▶ **What is being asked**: Only the lines from the one containing "The component shall return one point per instance of the blue" through the end of the records should be retyped, exactly and including both ends; pictures stay out.

▶ **Stored records**:
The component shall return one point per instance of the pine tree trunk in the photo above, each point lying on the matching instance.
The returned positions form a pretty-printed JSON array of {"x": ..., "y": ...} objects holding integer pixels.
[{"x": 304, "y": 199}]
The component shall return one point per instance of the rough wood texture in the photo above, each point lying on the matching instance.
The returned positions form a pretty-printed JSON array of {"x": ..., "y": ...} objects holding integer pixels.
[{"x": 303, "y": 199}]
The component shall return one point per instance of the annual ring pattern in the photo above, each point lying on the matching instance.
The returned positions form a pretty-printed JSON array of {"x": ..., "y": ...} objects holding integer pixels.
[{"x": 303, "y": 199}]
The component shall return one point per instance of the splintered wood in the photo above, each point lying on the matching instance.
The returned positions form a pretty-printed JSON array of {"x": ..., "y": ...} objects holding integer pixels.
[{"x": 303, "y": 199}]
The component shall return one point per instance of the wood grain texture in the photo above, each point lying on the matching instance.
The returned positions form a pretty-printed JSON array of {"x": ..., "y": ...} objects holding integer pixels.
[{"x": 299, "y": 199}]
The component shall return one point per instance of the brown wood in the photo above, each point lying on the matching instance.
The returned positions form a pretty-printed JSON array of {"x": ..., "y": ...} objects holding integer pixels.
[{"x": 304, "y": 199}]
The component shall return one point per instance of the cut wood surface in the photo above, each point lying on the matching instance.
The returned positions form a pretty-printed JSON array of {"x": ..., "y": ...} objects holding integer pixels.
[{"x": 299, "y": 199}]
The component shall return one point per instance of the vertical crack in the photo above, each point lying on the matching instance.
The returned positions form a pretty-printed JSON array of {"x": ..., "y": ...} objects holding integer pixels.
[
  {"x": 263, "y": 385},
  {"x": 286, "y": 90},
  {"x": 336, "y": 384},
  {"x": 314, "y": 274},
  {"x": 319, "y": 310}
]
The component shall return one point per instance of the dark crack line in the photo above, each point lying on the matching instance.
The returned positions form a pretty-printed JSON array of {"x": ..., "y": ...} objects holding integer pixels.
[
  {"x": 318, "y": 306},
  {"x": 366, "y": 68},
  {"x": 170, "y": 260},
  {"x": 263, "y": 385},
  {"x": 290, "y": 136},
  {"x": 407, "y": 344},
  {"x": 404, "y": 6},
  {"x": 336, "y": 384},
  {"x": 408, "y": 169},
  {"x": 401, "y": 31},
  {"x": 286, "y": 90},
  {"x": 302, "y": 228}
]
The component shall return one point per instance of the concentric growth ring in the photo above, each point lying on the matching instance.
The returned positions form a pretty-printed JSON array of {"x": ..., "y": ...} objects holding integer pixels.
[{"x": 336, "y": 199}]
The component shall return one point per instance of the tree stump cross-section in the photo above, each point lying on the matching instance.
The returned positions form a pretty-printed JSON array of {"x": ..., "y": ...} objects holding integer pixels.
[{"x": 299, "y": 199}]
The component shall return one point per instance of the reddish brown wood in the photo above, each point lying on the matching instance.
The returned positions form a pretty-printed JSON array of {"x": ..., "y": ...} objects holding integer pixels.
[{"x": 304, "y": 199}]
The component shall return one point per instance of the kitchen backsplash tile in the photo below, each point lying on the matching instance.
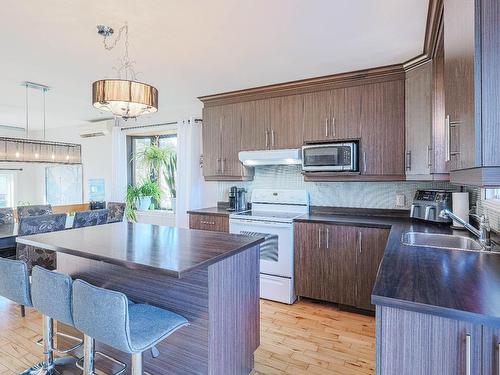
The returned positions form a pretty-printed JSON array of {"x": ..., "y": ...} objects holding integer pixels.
[{"x": 340, "y": 194}]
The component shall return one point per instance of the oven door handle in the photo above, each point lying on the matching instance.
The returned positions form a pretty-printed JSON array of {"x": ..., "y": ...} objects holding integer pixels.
[{"x": 257, "y": 223}]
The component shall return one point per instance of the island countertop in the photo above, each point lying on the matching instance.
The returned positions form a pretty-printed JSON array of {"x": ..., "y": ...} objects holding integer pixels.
[{"x": 166, "y": 250}]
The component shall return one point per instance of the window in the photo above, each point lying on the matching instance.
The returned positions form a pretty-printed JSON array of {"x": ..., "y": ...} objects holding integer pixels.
[
  {"x": 63, "y": 184},
  {"x": 139, "y": 172},
  {"x": 6, "y": 189}
]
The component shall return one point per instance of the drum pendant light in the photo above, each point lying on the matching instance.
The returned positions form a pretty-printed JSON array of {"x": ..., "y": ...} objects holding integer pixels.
[{"x": 125, "y": 98}]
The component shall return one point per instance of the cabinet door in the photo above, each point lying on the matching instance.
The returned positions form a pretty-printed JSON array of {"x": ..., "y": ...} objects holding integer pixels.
[
  {"x": 382, "y": 129},
  {"x": 211, "y": 141},
  {"x": 413, "y": 343},
  {"x": 459, "y": 47},
  {"x": 230, "y": 138},
  {"x": 255, "y": 125},
  {"x": 351, "y": 121},
  {"x": 317, "y": 116},
  {"x": 340, "y": 240},
  {"x": 418, "y": 117},
  {"x": 491, "y": 351},
  {"x": 286, "y": 119},
  {"x": 325, "y": 116},
  {"x": 371, "y": 243},
  {"x": 325, "y": 260}
]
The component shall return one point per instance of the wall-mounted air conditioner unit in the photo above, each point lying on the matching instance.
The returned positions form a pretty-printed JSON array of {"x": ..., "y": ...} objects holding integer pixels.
[{"x": 97, "y": 129}]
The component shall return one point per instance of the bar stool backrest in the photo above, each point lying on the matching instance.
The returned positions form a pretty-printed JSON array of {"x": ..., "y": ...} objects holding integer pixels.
[
  {"x": 51, "y": 293},
  {"x": 102, "y": 314},
  {"x": 34, "y": 210},
  {"x": 14, "y": 281}
]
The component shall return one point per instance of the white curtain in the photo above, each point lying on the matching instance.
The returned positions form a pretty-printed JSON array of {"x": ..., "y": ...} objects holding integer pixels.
[{"x": 190, "y": 182}]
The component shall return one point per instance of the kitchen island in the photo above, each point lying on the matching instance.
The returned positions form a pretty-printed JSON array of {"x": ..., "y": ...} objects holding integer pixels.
[{"x": 210, "y": 278}]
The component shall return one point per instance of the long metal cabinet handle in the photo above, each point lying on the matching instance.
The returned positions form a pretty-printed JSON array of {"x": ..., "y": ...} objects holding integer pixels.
[
  {"x": 327, "y": 236},
  {"x": 429, "y": 158},
  {"x": 408, "y": 160},
  {"x": 498, "y": 358},
  {"x": 448, "y": 138},
  {"x": 360, "y": 242},
  {"x": 468, "y": 363}
]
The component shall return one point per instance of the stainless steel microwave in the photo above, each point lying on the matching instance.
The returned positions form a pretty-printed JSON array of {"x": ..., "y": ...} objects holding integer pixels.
[{"x": 335, "y": 156}]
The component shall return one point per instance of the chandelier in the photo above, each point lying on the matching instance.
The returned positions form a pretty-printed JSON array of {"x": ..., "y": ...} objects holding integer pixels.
[
  {"x": 38, "y": 151},
  {"x": 126, "y": 98}
]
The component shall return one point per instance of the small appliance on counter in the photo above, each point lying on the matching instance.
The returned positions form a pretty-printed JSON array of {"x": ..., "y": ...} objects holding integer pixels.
[
  {"x": 427, "y": 204},
  {"x": 237, "y": 199},
  {"x": 97, "y": 205}
]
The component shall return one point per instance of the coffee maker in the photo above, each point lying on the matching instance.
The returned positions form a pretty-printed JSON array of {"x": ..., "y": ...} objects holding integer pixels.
[
  {"x": 233, "y": 204},
  {"x": 427, "y": 205},
  {"x": 237, "y": 199}
]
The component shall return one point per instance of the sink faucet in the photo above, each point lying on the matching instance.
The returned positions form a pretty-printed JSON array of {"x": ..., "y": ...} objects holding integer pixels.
[{"x": 482, "y": 234}]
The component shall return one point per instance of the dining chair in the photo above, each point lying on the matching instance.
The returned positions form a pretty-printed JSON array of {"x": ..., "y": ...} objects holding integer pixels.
[
  {"x": 116, "y": 212},
  {"x": 33, "y": 210},
  {"x": 90, "y": 218},
  {"x": 34, "y": 256},
  {"x": 6, "y": 215}
]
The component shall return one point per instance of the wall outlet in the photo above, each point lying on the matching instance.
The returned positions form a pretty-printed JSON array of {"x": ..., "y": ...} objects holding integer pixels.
[{"x": 400, "y": 200}]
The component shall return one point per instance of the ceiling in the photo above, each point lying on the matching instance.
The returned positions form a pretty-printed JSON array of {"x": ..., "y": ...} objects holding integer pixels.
[{"x": 189, "y": 48}]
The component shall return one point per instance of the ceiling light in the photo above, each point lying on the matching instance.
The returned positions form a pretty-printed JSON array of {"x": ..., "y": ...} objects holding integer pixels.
[
  {"x": 38, "y": 151},
  {"x": 126, "y": 98}
]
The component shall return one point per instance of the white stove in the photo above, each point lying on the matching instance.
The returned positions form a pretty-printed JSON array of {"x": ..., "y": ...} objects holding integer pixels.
[{"x": 272, "y": 215}]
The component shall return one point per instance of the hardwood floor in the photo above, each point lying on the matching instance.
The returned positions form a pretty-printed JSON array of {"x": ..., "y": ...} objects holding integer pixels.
[{"x": 305, "y": 338}]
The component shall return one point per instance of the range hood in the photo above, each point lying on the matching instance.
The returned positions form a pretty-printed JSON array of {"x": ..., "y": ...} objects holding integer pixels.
[{"x": 270, "y": 157}]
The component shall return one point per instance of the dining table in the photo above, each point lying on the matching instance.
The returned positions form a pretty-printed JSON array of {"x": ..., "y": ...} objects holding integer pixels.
[
  {"x": 210, "y": 278},
  {"x": 9, "y": 233}
]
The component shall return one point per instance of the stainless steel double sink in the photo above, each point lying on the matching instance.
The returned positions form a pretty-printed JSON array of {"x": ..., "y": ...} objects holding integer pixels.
[{"x": 441, "y": 241}]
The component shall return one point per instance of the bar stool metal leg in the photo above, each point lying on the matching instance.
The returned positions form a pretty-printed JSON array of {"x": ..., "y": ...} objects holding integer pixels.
[
  {"x": 88, "y": 355},
  {"x": 51, "y": 366},
  {"x": 136, "y": 364}
]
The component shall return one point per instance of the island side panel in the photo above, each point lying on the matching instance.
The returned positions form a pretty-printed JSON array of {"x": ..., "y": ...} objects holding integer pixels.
[
  {"x": 234, "y": 335},
  {"x": 185, "y": 351}
]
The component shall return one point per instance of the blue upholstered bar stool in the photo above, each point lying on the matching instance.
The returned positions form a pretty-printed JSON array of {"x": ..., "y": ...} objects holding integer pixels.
[
  {"x": 109, "y": 317},
  {"x": 15, "y": 285},
  {"x": 51, "y": 294}
]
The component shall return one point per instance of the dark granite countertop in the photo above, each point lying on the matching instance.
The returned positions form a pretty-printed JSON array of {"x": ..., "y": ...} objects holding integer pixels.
[
  {"x": 220, "y": 211},
  {"x": 455, "y": 284},
  {"x": 166, "y": 250}
]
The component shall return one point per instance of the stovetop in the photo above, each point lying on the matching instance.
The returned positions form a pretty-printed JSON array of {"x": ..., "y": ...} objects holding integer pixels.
[{"x": 266, "y": 215}]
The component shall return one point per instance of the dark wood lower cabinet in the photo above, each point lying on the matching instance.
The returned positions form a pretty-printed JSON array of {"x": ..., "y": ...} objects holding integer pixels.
[
  {"x": 215, "y": 223},
  {"x": 338, "y": 263},
  {"x": 413, "y": 343}
]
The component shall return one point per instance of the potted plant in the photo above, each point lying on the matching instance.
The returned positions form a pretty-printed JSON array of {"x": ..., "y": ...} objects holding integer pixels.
[
  {"x": 139, "y": 198},
  {"x": 148, "y": 191}
]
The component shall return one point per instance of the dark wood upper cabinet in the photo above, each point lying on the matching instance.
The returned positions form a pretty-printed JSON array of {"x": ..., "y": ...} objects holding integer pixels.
[
  {"x": 332, "y": 114},
  {"x": 222, "y": 131},
  {"x": 255, "y": 125},
  {"x": 472, "y": 90},
  {"x": 383, "y": 129},
  {"x": 286, "y": 119}
]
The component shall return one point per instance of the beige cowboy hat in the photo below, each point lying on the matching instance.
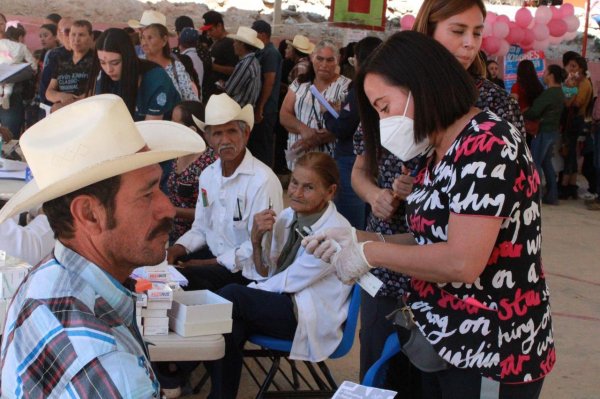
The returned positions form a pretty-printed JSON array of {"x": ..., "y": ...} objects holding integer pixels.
[
  {"x": 89, "y": 141},
  {"x": 222, "y": 109},
  {"x": 149, "y": 17},
  {"x": 302, "y": 44},
  {"x": 248, "y": 36}
]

▶ **Answer to this exercise**:
The component shall return one point per instance of the blue upholstered bar stool in the photo above, each point lying on the matching instance.
The returned positions form a pretty-printed JSON array of {"x": ..., "y": ...} objects holding integer pixels.
[
  {"x": 109, "y": 317},
  {"x": 15, "y": 285},
  {"x": 51, "y": 294}
]
The component shall return one point per instance of the dark granite countertop in the photo above, each point lying on the matching instance.
The returned positions form a pretty-printed JSON array of {"x": ..., "y": ...} objects holding integer pixels.
[
  {"x": 220, "y": 211},
  {"x": 455, "y": 284},
  {"x": 166, "y": 250}
]
The component shall return one point per instance of the stovetop in the photo above, each point lying on the matching instance.
The returned positions form a pretty-printed JSON array of {"x": ..., "y": ...} objects holding integer pixels.
[{"x": 266, "y": 215}]
The component shall return one point per instance of the dark wood lower cabinet in the photo above, each point lying on the matching instance.
The returned positions form a pretty-printed JSON array of {"x": ..., "y": ...} objects holding integer pixels.
[
  {"x": 215, "y": 223},
  {"x": 338, "y": 263},
  {"x": 413, "y": 343}
]
The component shall return one point per instance of the potted plant in the photo above, each point lying on the matching instance.
The returned positions form a pretty-printed JSON array of {"x": ..., "y": ...} objects holding integer pixels.
[
  {"x": 139, "y": 198},
  {"x": 148, "y": 191}
]
The component shall return one point per instance of the dark wood upper cabinet in the photo above, each point lying on the matching instance.
The returned positions form a pretty-printed JSON array of {"x": ..., "y": ...} objects holding integer pixels.
[
  {"x": 332, "y": 114},
  {"x": 222, "y": 131},
  {"x": 255, "y": 125},
  {"x": 472, "y": 90},
  {"x": 383, "y": 129},
  {"x": 286, "y": 119}
]
The component shall return one point per instance of the beige cowboy hat in the photo below, each point lying on the matching instance.
The returned positions form a pretty-printed JSON array of {"x": ..., "y": ...} objects holding integer pixels.
[
  {"x": 89, "y": 141},
  {"x": 222, "y": 109},
  {"x": 149, "y": 17},
  {"x": 302, "y": 44},
  {"x": 248, "y": 36}
]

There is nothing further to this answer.